►

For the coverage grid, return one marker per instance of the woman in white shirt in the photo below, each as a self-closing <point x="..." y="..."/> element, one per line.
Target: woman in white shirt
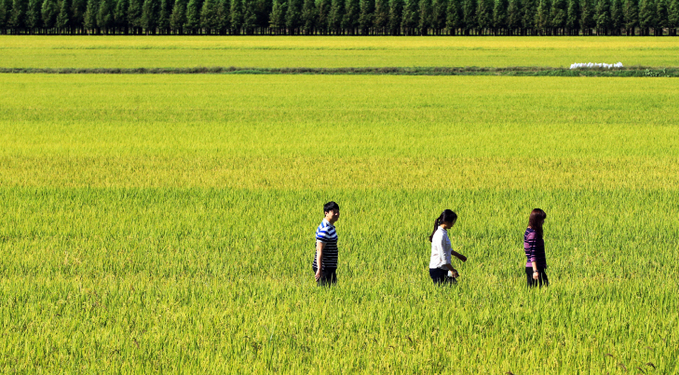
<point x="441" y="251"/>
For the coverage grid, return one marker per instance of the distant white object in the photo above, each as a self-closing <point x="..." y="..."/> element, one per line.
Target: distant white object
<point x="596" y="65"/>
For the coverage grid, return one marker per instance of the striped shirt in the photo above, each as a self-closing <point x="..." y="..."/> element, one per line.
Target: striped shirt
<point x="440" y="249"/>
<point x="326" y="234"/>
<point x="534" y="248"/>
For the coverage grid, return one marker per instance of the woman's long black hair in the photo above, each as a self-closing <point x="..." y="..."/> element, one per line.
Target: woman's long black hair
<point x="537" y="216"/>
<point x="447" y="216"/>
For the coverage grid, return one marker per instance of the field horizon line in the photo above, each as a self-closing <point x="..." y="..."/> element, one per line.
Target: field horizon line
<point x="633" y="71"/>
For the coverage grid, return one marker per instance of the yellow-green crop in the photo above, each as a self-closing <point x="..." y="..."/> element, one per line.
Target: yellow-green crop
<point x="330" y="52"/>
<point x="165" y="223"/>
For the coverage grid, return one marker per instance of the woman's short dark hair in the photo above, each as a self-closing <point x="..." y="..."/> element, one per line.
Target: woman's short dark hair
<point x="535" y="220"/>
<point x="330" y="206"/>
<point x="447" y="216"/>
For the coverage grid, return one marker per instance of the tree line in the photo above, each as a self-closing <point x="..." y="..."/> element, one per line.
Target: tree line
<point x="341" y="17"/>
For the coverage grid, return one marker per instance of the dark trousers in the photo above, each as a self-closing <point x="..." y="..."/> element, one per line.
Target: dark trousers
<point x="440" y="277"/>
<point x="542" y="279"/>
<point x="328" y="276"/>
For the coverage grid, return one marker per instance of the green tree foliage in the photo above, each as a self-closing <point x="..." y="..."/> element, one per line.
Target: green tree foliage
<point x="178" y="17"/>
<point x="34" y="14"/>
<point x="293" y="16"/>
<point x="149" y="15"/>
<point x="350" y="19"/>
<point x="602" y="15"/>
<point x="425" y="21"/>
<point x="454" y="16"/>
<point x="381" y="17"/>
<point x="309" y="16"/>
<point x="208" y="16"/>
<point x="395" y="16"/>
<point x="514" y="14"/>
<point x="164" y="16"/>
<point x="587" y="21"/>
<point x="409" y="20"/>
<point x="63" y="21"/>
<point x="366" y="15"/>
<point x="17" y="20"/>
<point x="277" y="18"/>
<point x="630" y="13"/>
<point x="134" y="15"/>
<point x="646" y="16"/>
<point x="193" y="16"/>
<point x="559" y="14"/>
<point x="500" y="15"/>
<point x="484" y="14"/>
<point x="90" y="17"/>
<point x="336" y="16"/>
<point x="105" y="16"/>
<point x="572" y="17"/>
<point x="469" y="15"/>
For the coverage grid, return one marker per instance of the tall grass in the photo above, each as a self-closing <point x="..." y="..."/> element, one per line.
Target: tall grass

◄
►

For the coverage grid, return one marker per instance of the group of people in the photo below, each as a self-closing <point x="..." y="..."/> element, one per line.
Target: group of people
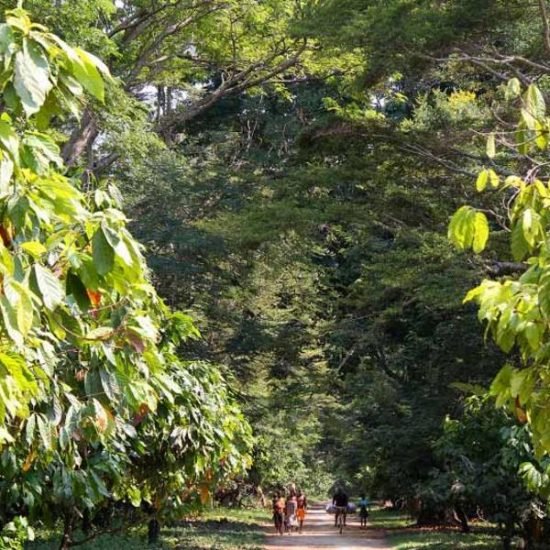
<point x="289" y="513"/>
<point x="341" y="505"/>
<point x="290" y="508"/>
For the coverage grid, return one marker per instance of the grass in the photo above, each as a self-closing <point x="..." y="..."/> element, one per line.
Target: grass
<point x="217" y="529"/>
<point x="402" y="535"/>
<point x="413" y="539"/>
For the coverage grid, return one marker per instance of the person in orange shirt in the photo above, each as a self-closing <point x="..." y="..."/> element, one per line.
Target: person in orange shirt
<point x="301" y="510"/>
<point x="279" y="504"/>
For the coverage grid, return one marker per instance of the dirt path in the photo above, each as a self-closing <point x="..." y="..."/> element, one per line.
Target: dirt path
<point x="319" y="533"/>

◄

Written instruction: List every line in the entries above that contains the word "orange", copying each line in full.

Written answer:
For the coverage grid, return one marker per instance of the person in orange shirt in the photo above, each as a self-closing <point x="..." y="..."/> element, one per line.
Target: person in orange shirt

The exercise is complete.